* **Text section**:
Premium brand Audi reported solid financial results for 2019 despite slowing global sales, reporting an operating profit for the year. It also acknowledged 2020 was going to be a challenge prior to the coronavirus pandemic and is now uncertain how it will affect its results this year.
For 2019, Audi reported an operating profit and operating return on sales reached €4.5 billion and 8.1% on revenue of €55.7 billion. The company’s “Transformation Plan” contributed €2.5 billion to the company’s bottom line.
Unsurprisingly, much of the company’s profits came from the sale of sport-utility vehicles and its top-end models.
(Audi RS Q8 bursts onto the performance SUV scene.)
“We can be satisfied; Audi is competitive. In a very challenging environment, we focused on our strengths and stabilized our business. Our operating return on sales was above 7% in each quarter of 2019 and was within our forecast corridor for the full year,” said CEO Bram Schot in a statement.
Like so many other automakers, the company cancelled its annual meeting and press conference this year due to coronavirus concerns. Schot also took some time to address the pandemic and how it’s impacting Audi.

* **Extracted data**:
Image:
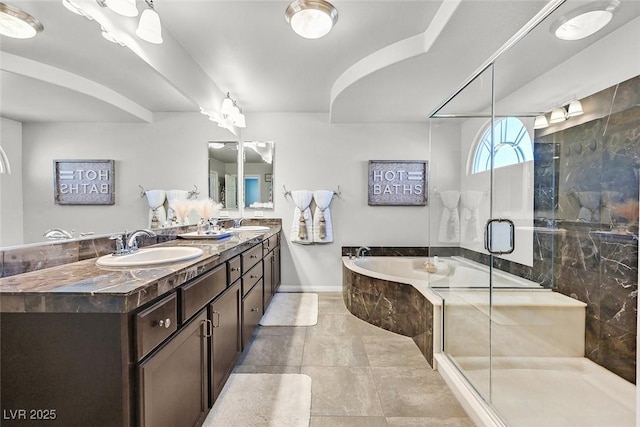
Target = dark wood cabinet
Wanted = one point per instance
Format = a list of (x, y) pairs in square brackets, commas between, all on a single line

...

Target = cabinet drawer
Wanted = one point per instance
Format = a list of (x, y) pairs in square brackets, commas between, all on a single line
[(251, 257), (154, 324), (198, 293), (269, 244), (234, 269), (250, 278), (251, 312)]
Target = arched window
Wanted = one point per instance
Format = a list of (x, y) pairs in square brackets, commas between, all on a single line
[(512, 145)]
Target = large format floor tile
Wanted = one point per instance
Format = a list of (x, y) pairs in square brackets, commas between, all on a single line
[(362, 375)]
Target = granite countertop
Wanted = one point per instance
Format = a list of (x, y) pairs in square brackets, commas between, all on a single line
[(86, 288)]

* **Exercise instructions**: According to the Audi article, how much did the company's "Transformation Plan" add to its bottom line in 2019? The listing has nothing to do with the Audi article.

* **Response**: €2.5 billion